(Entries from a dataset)
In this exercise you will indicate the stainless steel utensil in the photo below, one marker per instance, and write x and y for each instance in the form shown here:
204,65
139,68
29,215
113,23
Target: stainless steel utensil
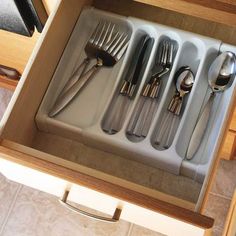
112,46
220,77
184,81
144,111
115,118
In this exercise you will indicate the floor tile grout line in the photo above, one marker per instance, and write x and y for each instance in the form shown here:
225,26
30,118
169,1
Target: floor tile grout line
130,229
10,209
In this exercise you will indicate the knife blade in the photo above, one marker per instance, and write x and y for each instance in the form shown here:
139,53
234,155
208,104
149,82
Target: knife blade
199,129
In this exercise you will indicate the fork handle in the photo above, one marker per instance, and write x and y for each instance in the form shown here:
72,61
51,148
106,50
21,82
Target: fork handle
76,75
69,95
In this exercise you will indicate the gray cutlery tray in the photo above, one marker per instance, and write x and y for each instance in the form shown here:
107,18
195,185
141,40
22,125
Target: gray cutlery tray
82,119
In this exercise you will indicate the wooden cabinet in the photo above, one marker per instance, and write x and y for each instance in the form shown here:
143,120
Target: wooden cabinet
52,172
217,11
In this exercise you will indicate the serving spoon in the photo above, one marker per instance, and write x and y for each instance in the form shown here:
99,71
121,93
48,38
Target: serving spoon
184,80
220,77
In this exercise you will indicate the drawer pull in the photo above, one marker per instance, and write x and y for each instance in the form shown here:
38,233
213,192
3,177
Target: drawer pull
113,219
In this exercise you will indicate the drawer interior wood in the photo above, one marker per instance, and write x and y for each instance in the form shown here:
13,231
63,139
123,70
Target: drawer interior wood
20,116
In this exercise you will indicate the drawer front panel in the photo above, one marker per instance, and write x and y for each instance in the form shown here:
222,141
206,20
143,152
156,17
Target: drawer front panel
98,201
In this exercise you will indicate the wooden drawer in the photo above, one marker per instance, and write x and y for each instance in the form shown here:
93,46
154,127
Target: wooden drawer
20,144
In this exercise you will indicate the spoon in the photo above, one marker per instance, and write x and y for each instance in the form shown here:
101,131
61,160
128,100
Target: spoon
184,81
220,77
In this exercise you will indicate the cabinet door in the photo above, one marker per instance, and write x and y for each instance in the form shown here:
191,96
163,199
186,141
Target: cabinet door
218,11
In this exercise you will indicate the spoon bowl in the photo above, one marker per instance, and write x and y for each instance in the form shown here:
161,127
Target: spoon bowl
222,72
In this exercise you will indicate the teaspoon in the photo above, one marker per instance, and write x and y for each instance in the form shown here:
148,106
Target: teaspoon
220,77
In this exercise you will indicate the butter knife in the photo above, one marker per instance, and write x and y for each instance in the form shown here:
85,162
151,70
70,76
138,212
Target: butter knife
200,128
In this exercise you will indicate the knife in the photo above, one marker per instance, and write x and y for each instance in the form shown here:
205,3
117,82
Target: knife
199,129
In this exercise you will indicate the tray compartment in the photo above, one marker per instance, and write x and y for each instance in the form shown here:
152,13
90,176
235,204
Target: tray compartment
145,101
190,56
197,167
86,107
84,122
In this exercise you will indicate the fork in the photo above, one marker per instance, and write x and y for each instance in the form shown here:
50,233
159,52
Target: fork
110,47
140,122
95,41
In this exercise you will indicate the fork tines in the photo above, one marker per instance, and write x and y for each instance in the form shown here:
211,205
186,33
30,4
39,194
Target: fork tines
107,37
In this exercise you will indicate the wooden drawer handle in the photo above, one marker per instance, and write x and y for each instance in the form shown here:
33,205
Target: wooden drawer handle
113,219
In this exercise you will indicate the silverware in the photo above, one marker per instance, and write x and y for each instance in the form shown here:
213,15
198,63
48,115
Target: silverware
92,46
144,111
109,47
220,77
184,81
117,114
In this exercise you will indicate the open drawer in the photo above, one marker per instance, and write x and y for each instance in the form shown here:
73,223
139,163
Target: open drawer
127,181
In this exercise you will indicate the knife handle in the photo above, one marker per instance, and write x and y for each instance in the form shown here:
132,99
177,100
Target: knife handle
63,100
9,72
76,75
200,128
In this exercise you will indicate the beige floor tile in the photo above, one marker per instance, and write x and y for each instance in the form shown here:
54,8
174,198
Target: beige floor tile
39,214
217,232
5,97
217,208
140,231
225,183
121,167
52,144
8,190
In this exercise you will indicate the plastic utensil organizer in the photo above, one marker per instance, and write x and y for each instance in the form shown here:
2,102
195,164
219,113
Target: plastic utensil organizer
83,118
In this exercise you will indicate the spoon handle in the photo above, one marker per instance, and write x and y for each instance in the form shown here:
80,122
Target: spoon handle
200,129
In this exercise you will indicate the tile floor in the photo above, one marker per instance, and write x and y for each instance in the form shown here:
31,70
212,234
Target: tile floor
28,212
221,194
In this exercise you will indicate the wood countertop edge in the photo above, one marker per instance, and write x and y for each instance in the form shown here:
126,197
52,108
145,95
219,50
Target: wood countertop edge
105,187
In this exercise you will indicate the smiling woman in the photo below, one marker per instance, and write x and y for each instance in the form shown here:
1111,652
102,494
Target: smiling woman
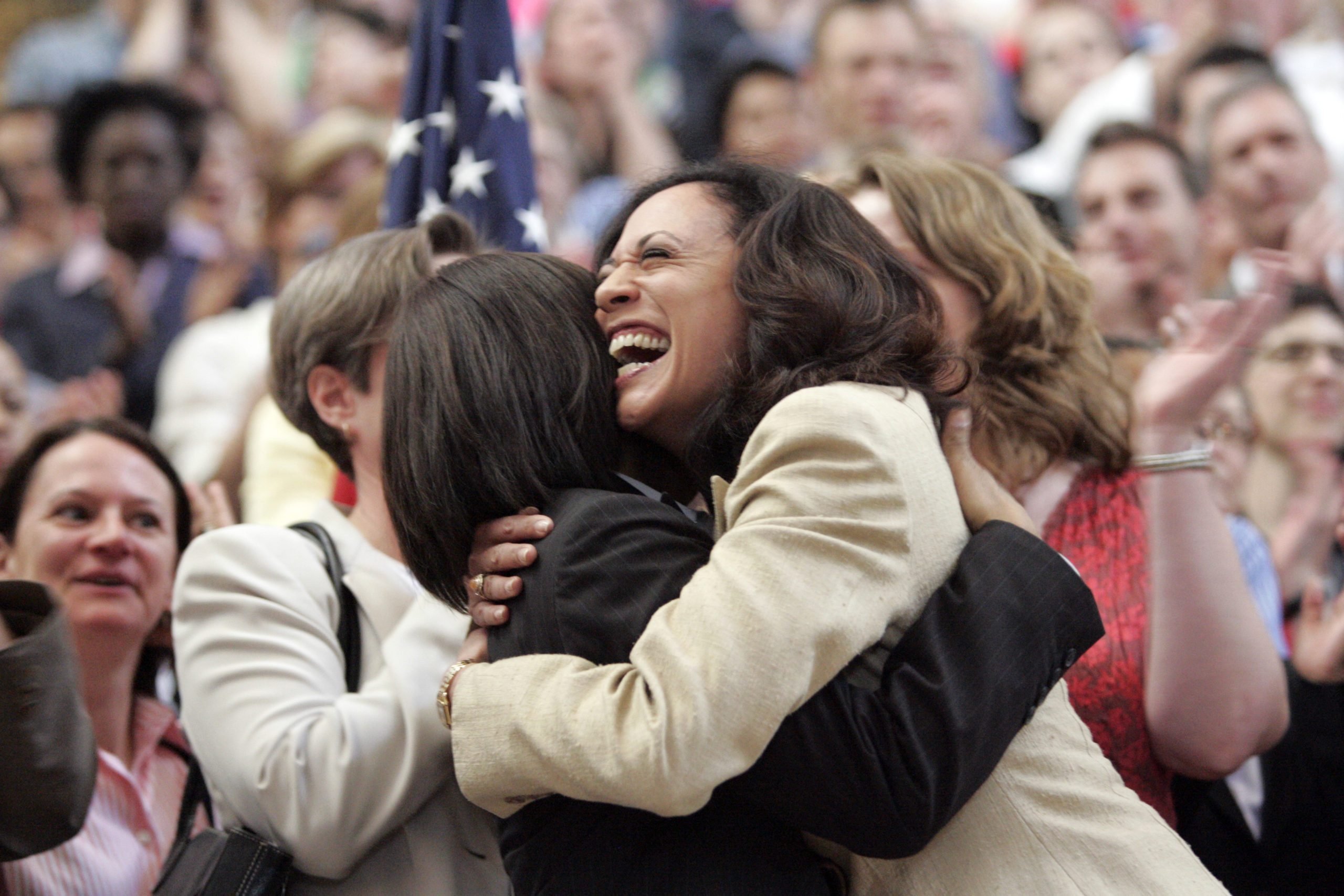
94,512
802,385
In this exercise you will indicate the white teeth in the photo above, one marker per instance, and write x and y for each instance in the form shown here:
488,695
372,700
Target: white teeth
639,340
631,368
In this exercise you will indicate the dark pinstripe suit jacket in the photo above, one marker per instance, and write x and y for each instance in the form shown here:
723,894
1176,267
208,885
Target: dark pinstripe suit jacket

Task to carry out.
Lay out all of the data above as a Markdown table with two columns, Row and Line, giving each non-blank line its own numbered row and leaving blank lines out. Omit the pictures.

Result for this task.
| Row | Line |
|---|---|
| 1 | In this exercise you will indicate the stainless steel utensil in the photo below, one marker per instance, and write x and y for each instance in the form shown here: |
| 2 | 204,65 |
| 3 | 139,68 |
| 4 | 29,215 |
| 5 | 113,23 |
| 6 | Target: stainless steel utensil |
| 7 | 112,46 |
| 8 | 220,77 |
| 9 | 184,81 |
| 10 | 144,111 |
| 11 | 115,118 |
| 12 | In this exercise you will indicate the floor tile grout line in the photo above, one marker per instance, and write x and y for each instance in the form shown here: |
| 13 | 225,26 |
| 14 | 30,118 |
| 15 | 169,1 |
| 16 | Target: floor tile grout line |
| 17 | 130,229 |
| 18 | 10,209 |
| 19 | In this exercise you will indicate the knife blade in the photo above, one marker per instance, and write x and y for each instance in the form shown here: |
| 20 | 139,53 |
| 21 | 234,155 |
| 22 | 208,104 |
| 23 | 149,82 |
| 24 | Target: knife blade |
| 25 | 199,129 |
| 26 | In this exercise you will indicate the fork handle in the photo above, one marker per instance, and write x and y for each instance in the form shown here: |
| 27 | 72,61 |
| 28 | 51,148 |
| 29 | 106,50 |
| 30 | 21,82 |
| 31 | Target: fork handle |
| 32 | 76,75 |
| 33 | 69,95 |
| 34 | In this exercise you will indicate the gray cutlery tray in the photo above, one marker per instance, and write x and y for each instance in the form shown here: |
| 35 | 107,18 |
| 36 | 195,185 |
| 37 | 141,40 |
| 38 | 22,125 |
| 39 | Target: gray cutlery tray |
| 40 | 82,119 |
| 41 | In this exercise you will indicate the wooden cabinet in the photo above, one marker per instance, and write x and y for each instance in the form shown here: |
| 42 | 143,120 |
| 43 | Target: wooden cabinet |
| 44 | 52,172 |
| 45 | 217,11 |
| 46 | In this exercise you will indicate the serving spoon in the photo above, one marker per instance, and write x and y for each instance in the form shown here: |
| 47 | 99,71 |
| 48 | 121,93 |
| 49 | 48,38 |
| 50 | Target: serving spoon |
| 51 | 184,80 |
| 52 | 220,77 |
| 53 | In this exercise you will indicate the drawer pull in the photo above, one marker per instance, and write x and y for each instance in the form shown here: |
| 54 | 38,233 |
| 55 | 213,192 |
| 56 | 3,177 |
| 57 | Target: drawer pull |
| 58 | 113,219 |
| 59 | In this exercise you will indicate the drawer interior wood in the photo above, one marker per instance, and write x and y for each instance in the form shown here: |
| 60 | 13,231 |
| 61 | 63,139 |
| 62 | 123,70 |
| 63 | Target: drawer interior wood |
| 64 | 20,116 |
| 65 | In this exercise you will indicate the drawer front panel in the photo above, one marker per instance, and write x and y for each instance in the form shown here: |
| 66 | 222,141 |
| 67 | 206,20 |
| 68 | 143,152 |
| 69 | 156,17 |
| 70 | Target: drawer front panel |
| 71 | 98,201 |
| 72 | In this exercise you will indicate the wooden drawer in the photo above, one marker per instance, and write x and y for each instance in the form shown here: |
| 73 | 93,46 |
| 74 | 154,127 |
| 75 | Target: wooden drawer |
| 76 | 20,144 |
| 77 | In this exercise you will indicate the spoon in the photo above, one marker per instance, and write x and y for each instance in the form shown here: |
| 78 | 101,131 |
| 79 | 61,160 |
| 80 | 128,100 |
| 81 | Target: spoon |
| 82 | 184,81 |
| 83 | 220,77 |
| 84 | In this exercise you will indicate the cabinet door in the photo above, one marker per instance, and write x and y for each instance in the form shown here: |
| 85 | 191,96 |
| 86 | 163,199 |
| 87 | 186,141 |
| 88 | Target: cabinet door |
| 89 | 218,11 |
| 90 | In this exercise you will indicate the spoon bowl in the photo above, one marker per instance, and write x and y for each instance in the form shown here: |
| 91 | 161,127 |
| 92 | Target: spoon bowl |
| 93 | 222,72 |
| 94 | In this exercise you will indicate the teaspoon in the photo above, one marker per instance, and write x and y for each instance in the form shown here: |
| 95 | 148,106 |
| 96 | Target: teaspoon |
| 97 | 220,77 |
| 98 | In this exercise you will indicate the butter knife in the photo above, one marker per instance, and write x and y for each instance in the form shown here: |
| 99 | 85,162 |
| 100 | 151,70 |
| 101 | 70,76 |
| 102 | 138,212 |
| 103 | Target: butter knife |
| 104 | 200,128 |
| 105 | In this exercise you will indicate the knife in the photo above, one marker per instance, and write x and y for each instance in the form shown here: |
| 106 | 205,3 |
| 107 | 117,82 |
| 108 | Target: knife |
| 109 | 199,129 |
| 110 | In this exercise you will indicate the tray compartment in the photo above, one marker per instance, and write x and y for each instance in the form shown here: |
| 111 | 152,13 |
| 112 | 90,176 |
| 113 | 235,204 |
| 114 | Target: tray compartment |
| 115 | 145,101 |
| 116 | 190,56 |
| 117 | 197,167 |
| 118 | 86,107 |
| 119 | 84,122 |
| 120 | In this exercise you will indicate the fork in the photo above, one marker per instance, and write x and y for each instance in the form shown here: |
| 121 | 50,233 |
| 122 | 159,52 |
| 123 | Target: fork |
| 124 | 110,47 |
| 125 | 140,122 |
| 126 | 95,41 |
| 127 | In this exercise you will indicate the fork tines in the photo above, one marker per instance, and write x and y for each instance in the form shown here: |
| 128 | 211,205 |
| 129 | 186,33 |
| 130 | 30,4 |
| 131 | 39,194 |
| 132 | Target: fork tines |
| 133 | 107,37 |
| 134 | In this exercise you will indicate the wooden drawer handle in the photo above, one marker per instance, and write x and y for each instance in the form shown here: |
| 135 | 33,205 |
| 136 | Target: wooden drawer handle |
| 137 | 113,219 |
| 138 | In this exercise you will indicate the silverware in the photo above, one marker per instance, and write x and y for each instance in the form shown here: |
| 139 | 213,15 |
| 140 | 198,63 |
| 141 | 48,115 |
| 142 | Target: silverware |
| 143 | 92,46 |
| 144 | 144,111 |
| 145 | 109,47 |
| 146 | 220,77 |
| 147 | 184,81 |
| 148 | 117,114 |
| 149 | In this exercise you will indicate the open drawer in the photo above, one marker per instance, and write x and y for each instance in the form shown here: |
| 150 | 73,223 |
| 151 | 139,163 |
| 152 | Target: open drawer |
| 153 | 127,181 |
| 154 | In this exercise you will indicate the knife handle in the photo above, one marker per instance, and write x and y for each instance in the form shown here: |
| 155 | 132,99 |
| 156 | 177,100 |
| 157 | Target: knife handle |
| 158 | 63,100 |
| 159 | 9,72 |
| 160 | 76,75 |
| 161 | 200,128 |
| 162 | In this exercise you will indicate the beige floor tile in the photo above, one marker per instance, and write x and y for each instance in the form shown here: |
| 163 | 54,8 |
| 164 | 174,198 |
| 165 | Target: beige floor tile |
| 166 | 39,214 |
| 167 | 217,232 |
| 168 | 5,97 |
| 169 | 217,208 |
| 170 | 140,231 |
| 171 | 225,183 |
| 172 | 121,167 |
| 173 | 52,144 |
| 174 | 8,190 |
| 175 | In this exercise you will indicate the plastic utensil organizer in the photo above, one marker per instance, and write x and y for each instance in the form shown here: |
| 176 | 2,102 |
| 177 | 195,164 |
| 178 | 219,113 |
| 179 | Target: plastic utensil organizer |
| 180 | 83,118 |
| 181 | In this exercise you will indicate the spoon handle in the photo above, one marker per instance, and write x and y for each instance in the form shown here: |
| 182 | 80,122 |
| 183 | Target: spoon handle |
| 184 | 200,129 |
| 185 | In this exercise you will indicate the tile floor in the photo above, one marker per instance, and write x and y for each instance in the form shown here: |
| 186 | 31,70 |
| 187 | 212,234 |
| 188 | Target: tile floor |
| 189 | 28,212 |
| 190 | 221,194 |
| 191 | In this exercise you will indicate the wood countertop edge in the photo above, one marker per instance, and write x and y for each instance in the form shown here: |
| 192 | 126,197 |
| 193 | 52,108 |
| 194 | 145,95 |
| 195 | 219,50 |
| 196 | Target: wood countertop edge |
| 197 | 105,187 |
| 198 | In this exercise you will indicate the smiling woman in the photo below, one marker per instance, and write x and y for each instance in the form shown here: |
| 199 | 1111,652 |
| 200 | 102,494 |
| 201 | Target: smiling woman |
| 202 | 94,512 |
| 203 | 802,385 |
| 204 | In this exercise you will indicate the white teeth in the photo above, one marker per instance, and write x and y for each instance in the form shown here: |
| 205 | 488,695 |
| 206 | 372,700 |
| 207 | Target: white teeth |
| 208 | 639,340 |
| 209 | 631,368 |
| 210 | In this exercise you will indicate the dark pinstripe suit jacket in the photo above, one marker per instance, and write x and y for each instance in the form shown here: |
| 211 | 723,894 |
| 212 | 1176,267 |
| 213 | 208,885 |
| 214 | Target: dark pinstripe suit jacket |